**EXERCISE SET**:
**1.** Please reproduce the Brantford Ruby Rim thread word for word, from "Well the bike" up to and including "try and do it.".
**2.** Answer these questions from the Brantford Ruby Rim thread:
(a) Which part of the bike was damaged in the rear-end accident?
(b) What make of block chain is on the bike?
(c) Who repaired the frame, and at what shop?

**TEXT SHOWN**:
○ ○ ○ ○ ○ ○ ○
# 1897 Brantford Ruby Rim



## David Brown (Dec 4, 2019)

My  1897  Brantford Ruby Rim bike will ride again soon . This bike was all restored and on the back of my car in a rear end accident a year or so ago. New back stays and top tube, Almost ready to paint this week I hope.  Only the frame was damaged .


----------



## bike (Dec 4, 2019)

One heck of a bike stand!


----------



## bikejunk (Dec 5, 2019)

frame building jig


----------



## David Brown (Dec 24, 2019)

Well the bike is back together and ready to ride again.1897 Brantford Ruby Rim .  Bike has original Brantford Bicycle company seat and Original Wilson block chain and pedals that were original to the bike. Also a tall frame almost to big for me. Now all I have to do is figure how to get it under the Christmas tree before my wife see me try and do it.


----------



## Farmboy1895 (Dec 24, 2019)

Just tell your wife, there really is a santa


----------



## The Carolina Rambler (Dec 24, 2019)

That is a mighty fine there!  I'm very pleased to hear you got er all fixed up again good as new after what happened.  You can't even tell it was ever damaged.


----------



## Brian R. (Dec 24, 2019)

Looking great Dave! Merry Christmas!


----------



## Rusty McNickel (Dec 27, 2019)

Nice work! You will be billing the insurance company I hope!


----------



## David Brown (Dec 27, 2019)

I got a great settlement a year ago. Just took a year to get it repaired.


----------



## David Brown (Dec 30, 2019)

Hugh Black at (True North Cycles) did a excellent job repairing the frame. His work is super.


----------



## Rusty McNickel (Dec 30, 2019)

I thought that was YOUR workshop!


----------



## David Brown (Dec 30, 2019)

I wish


----------



## Velo-dream (Jan 1, 2020)

wish Santa would come my way ......with this bike

congrats !!


----------
○ ○ ○ ○ ○ ○ ○
**DATA ROWS**:
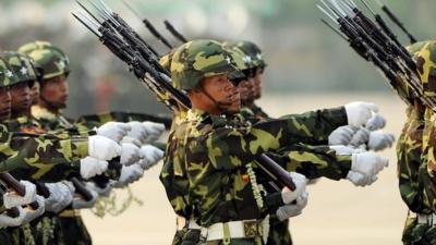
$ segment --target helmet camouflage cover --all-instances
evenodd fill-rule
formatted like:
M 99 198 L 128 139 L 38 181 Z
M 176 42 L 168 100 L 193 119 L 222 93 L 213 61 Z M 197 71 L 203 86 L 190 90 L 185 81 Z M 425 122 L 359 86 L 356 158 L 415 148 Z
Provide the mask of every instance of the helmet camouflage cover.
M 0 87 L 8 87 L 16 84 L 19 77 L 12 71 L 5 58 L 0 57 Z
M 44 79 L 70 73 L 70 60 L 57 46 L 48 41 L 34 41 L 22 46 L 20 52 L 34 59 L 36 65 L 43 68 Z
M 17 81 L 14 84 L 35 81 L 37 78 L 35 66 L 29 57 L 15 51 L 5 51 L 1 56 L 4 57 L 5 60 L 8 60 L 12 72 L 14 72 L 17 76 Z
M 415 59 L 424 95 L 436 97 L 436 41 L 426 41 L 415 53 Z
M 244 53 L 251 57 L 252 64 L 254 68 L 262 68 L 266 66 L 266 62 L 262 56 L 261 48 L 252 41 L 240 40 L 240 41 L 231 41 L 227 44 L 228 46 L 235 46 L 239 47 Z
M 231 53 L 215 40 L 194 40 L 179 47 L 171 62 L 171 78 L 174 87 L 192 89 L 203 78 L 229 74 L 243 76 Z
○ ○ ○ ○ ○ ○ ○
**EXPECTED RESULTS**:
**1.**
Well the bike is back together and ready to ride again.1897 Brantford Ruby Rim .  Bike has original Brantford Bicycle company seat and Original Wilson block chain and pedals that were original to the bike. Also a tall frame almost to big for me. Now all I have to do is figure how to get it under the Christmas tree before my wife see me try and do it.

**2.**
(a) Only the frame.
(b) Wilson.
(c) Hugh Black, at True North Cycles.